Task directions - Go through the records and report each line holding the string "soup".

=======

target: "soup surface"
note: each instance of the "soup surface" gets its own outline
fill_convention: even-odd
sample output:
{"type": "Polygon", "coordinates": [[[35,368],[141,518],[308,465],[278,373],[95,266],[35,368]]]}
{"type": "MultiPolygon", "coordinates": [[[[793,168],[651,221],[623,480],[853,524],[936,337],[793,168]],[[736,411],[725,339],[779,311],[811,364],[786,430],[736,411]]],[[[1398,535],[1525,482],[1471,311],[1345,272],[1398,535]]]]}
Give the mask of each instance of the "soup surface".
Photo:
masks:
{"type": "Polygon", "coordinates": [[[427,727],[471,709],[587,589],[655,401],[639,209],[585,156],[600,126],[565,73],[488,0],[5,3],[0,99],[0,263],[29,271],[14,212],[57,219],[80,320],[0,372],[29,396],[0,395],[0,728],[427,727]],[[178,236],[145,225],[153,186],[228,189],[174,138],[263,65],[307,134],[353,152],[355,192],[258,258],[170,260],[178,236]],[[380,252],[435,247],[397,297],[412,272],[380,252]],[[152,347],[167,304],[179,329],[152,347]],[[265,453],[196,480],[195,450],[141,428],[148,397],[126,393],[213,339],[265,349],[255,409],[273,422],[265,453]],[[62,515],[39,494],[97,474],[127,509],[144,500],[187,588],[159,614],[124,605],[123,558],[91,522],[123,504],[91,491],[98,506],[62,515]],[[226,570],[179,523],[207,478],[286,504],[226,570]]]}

=======

Answer -
target: "soup surface"
note: each instance of the "soup surface" gets its own outline
Give the mask of each instance of the "soup surface".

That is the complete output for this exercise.